How to complete this task: Reproduce the passage about the vehicle's noise issues word for word, from start to finish.

Text:
Scott Milne went on to say that the bulk of the noise issues emanated from the 800hp V8 engine and running gear. It is likely that the noise issues went over the required prescribed government limits when weight was added to the vehicle which started at 25 tonnes and is now 42 tonnes, an increase which puts strain on the engine, transmission and drivetrain. One of the reasons for the success of the GDUK bid was the ability to install a larger engine and gearbox. One possible reason used by GDUK as a ‘get out of jail free card,’ was the suggestion that the differing headset configurations between the MoD issued systems and those used by GDUK for the Trials could have caused the noise issues.

Given data:
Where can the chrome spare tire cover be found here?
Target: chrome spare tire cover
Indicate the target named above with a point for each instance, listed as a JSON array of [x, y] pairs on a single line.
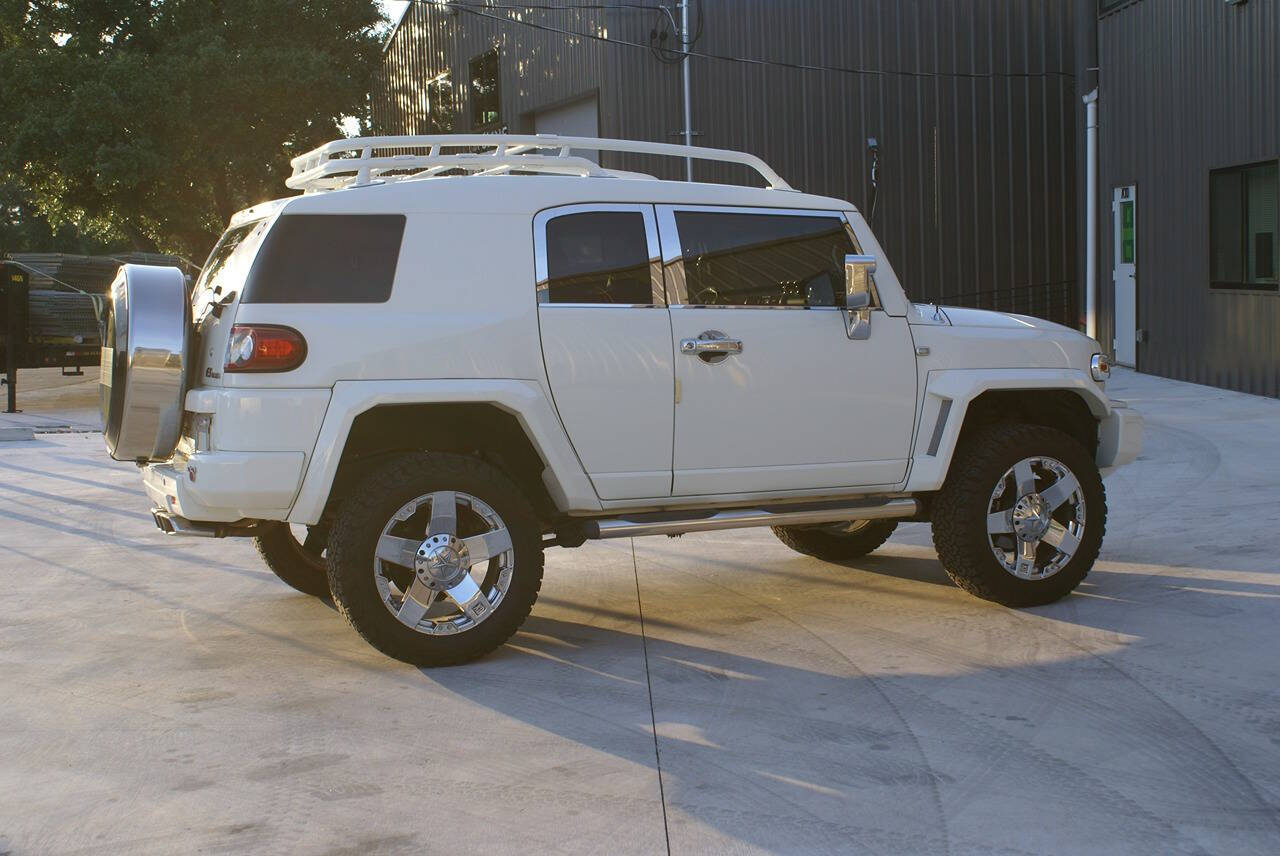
[[145, 351]]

Reply:
Scott Milne went on to say that the bulk of the noise issues emanated from the 800hp V8 engine and running gear. It is likely that the noise issues went over the required prescribed government limits when weight was added to the vehicle which started at 25 tonnes and is now 42 tonnes, an increase which puts strain on the engine, transmission and drivetrain. One of the reasons for the success of the GDUK bid was the ability to install a larger engine and gearbox. One possible reason used by GDUK as a ‘get out of jail free card,’ was the suggestion that the differing headset configurations between the MoD issued systems and those used by GDUK for the Trials could have caused the noise issues.